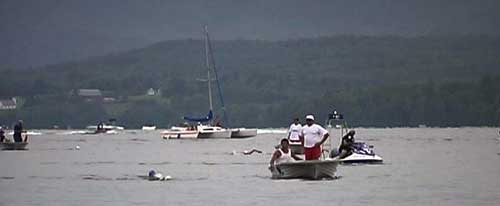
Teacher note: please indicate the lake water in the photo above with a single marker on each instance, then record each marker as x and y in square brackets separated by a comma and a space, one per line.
[422, 166]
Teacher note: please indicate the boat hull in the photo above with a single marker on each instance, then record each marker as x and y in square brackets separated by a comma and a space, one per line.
[13, 145]
[243, 133]
[180, 134]
[306, 169]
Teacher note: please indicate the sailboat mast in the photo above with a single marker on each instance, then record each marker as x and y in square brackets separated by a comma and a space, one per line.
[207, 63]
[211, 61]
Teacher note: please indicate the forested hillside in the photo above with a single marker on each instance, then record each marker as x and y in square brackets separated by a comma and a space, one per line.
[375, 81]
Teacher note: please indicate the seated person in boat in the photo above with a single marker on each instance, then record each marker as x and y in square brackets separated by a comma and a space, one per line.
[282, 154]
[294, 131]
[313, 136]
[18, 129]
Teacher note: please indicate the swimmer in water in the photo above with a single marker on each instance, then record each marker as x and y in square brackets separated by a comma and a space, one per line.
[247, 152]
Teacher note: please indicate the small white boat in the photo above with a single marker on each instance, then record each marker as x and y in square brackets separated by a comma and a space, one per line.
[13, 145]
[212, 132]
[180, 133]
[243, 132]
[305, 169]
[106, 127]
[296, 147]
[149, 127]
[29, 133]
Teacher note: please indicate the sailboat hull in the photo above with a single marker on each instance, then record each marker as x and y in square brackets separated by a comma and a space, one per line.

● **WRITTEN TASK**
The answer consists only of the lines from the one containing "Teacher note: please indicate the boat" to the end of the records, each written out exactly.

● **EXERCISE ANSWER**
Teacher note: please indicate the boat hull in the photo above with a single marker on each instance, then record each marker as x and y in square brackets separated by a comma and a space, one per line.
[13, 145]
[243, 133]
[180, 134]
[306, 169]
Teacher note: please indicate the sailboat mast in the photo above with a single marker on each instance, then record each marker as x and y in square brackets separated by a comma and a space, one per line.
[207, 63]
[211, 61]
Teacher note: please indicate the forested hillside in the photo above with a single marker on each instance, then record each marker as x and y in square brackets separated by a comma and a space, one per line.
[375, 81]
Teacher note: please indicate the seated person in boat in the photo above with a single marker on each instance, then record each marker as x and y in square brackets separated by a comma and a space, one per line.
[282, 154]
[294, 131]
[313, 136]
[18, 129]
Teacher note: please indicate the swimmer in water in the photo above with a single marker on each instance, then record each marker as x and y in square brackets separated by a comma and a space, one per line.
[247, 152]
Teacher note: please indicate the small white boat in the photo above with a single marker on each instance, then record each marker as x and y in square brackets separated by a comma and a space, one per line.
[13, 145]
[212, 132]
[180, 133]
[243, 132]
[305, 169]
[106, 127]
[296, 147]
[149, 127]
[29, 133]
Teacher note: please indicate the sailboat hull in the photo above with a single marker on each instance, then record each marker as x and y in square brackets separated by a comma and a space, one per line.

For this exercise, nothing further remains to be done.